**BRONTEKST**
● ● ● ●
Boekrecensie

Titel: Het land van Erasmus
Auteur: J. Trapman

Uitgeverij: Balans
Amsterdam, 1999
ISBN 90 5018 416 2
Pagina's: 191
Prijs: ƒ 34,50

Recensie door B. J. Spruyt - 3 november 1999

Studie over bewonderaars en critici van humanist

Erasmus en de
Nederlandse identiteit

Nederlanders zijn trots op hun landgenoot Erasmus. Hij staat immers symbool voor tolerantie, ondogmatisch kritisch denken en begrip voor culturele veelvormigheid. Maar behalve bewonderaars kent de Nederlandse cultuurgeschiedenis ook veel critici van Erasmus. Zij hekelden hem om zijn halfheid, lafheid en saaiheid. Calvinisten en romantische estheten waren daarin één.

Over Erasmus (1466-1536), zijn adepten en zijn tegenstanders verschijnt deze week een geleerde en tegelijkertijd zeer leesbare studie van de hand van dr. J. Trapman, ”Het land van Erasmus”. Dat doet direct denken aan de cultuurgeschiedenis ”Het land van Rembrandt” van Conrad Busken Huet. „Maar die pretentie heb ik niet gehad”, zegt Trapman. „De titel verwijst naar een uitspraak van de componist en literator Alphons Diepenbrock. Die schrijft ergens dat „de geestloos gewordene geest van Erasmus niet alléén meer spreekt in dit vochtige land”. Hij bedoelde daarmee dat de belangstelling voor de mystiek, muziek, kunst en literatuur van de Middeleeuwen in het Nederland van rond 1900 herleefde. De titel heeft dus ook iets ironisch, omdat het juist de tegenstanders van Erasmus zijn die ik ten volle serieus neem.”

Trapmans boek –een bundel artikelen– getuigt van een eruditie die in Nederland snel aan het verdwijnen is. In een heldere stijl en met een voorbeeldige scrupule schetst hij de levens en ideeën van denkers zoals Erasmus, Hugo de Groot, Allard Pierson, Andrew de Graaf en Oene Noordenbos, en de gedachtewereld van de calvinisten en representanten van de beweging van Tachtig en van Negentig. In een tijd van academische specialisatie is een dergelijke belezenheid in zo veel bronnen een zeldzaamheid geworden.
● ● ● ●
[Gegevens voor aanwijzen en labelen]
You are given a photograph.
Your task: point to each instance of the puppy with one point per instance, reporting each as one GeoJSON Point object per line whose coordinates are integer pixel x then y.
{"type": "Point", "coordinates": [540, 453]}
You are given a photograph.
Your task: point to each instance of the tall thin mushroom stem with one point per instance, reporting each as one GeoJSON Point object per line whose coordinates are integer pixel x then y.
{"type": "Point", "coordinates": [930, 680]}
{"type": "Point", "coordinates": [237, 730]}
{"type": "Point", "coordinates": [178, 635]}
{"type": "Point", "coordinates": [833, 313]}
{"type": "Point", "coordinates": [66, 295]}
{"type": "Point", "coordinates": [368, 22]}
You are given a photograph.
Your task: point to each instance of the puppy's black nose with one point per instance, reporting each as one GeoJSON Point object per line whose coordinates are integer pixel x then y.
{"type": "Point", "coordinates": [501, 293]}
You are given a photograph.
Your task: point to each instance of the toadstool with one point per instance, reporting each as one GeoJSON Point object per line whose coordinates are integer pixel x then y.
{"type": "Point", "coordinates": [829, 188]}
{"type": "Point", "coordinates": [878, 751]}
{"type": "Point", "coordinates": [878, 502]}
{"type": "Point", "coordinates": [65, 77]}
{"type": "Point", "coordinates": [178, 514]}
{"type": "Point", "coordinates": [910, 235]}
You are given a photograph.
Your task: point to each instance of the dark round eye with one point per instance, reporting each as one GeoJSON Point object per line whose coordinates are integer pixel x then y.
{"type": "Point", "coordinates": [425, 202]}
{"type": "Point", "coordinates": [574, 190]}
● ● ● ●
**OPDRACHT**
Geef uit de boekrecensie woord voor woord het deel terug dat opent met de woorden "Uitgeverij: Balans" en sluit met "waren daarin één.".

**UITWERKING**
Uitgeverij: Balans
Amsterdam, 1999
ISBN 90 5018 416 2
Pagina's: 191
Prijs: ƒ 34,50

Recensie door B. J. Spruyt - 3 november 1999

Studie over bewonderaars en critici van humanist

Erasmus en de
Nederlandse identiteit

Nederlanders zijn trots op hun landgenoot Erasmus. Hij staat immers symbool voor tolerantie, ondogmatisch kritisch denken en begrip voor culturele veelvormigheid. Maar behalve bewonderaars kent de Nederlandse cultuurgeschiedenis ook veel critici van Erasmus. Zij hekelden hem om zijn halfheid, lafheid en saaiheid. Calvinisten en romantische estheten waren daarin één.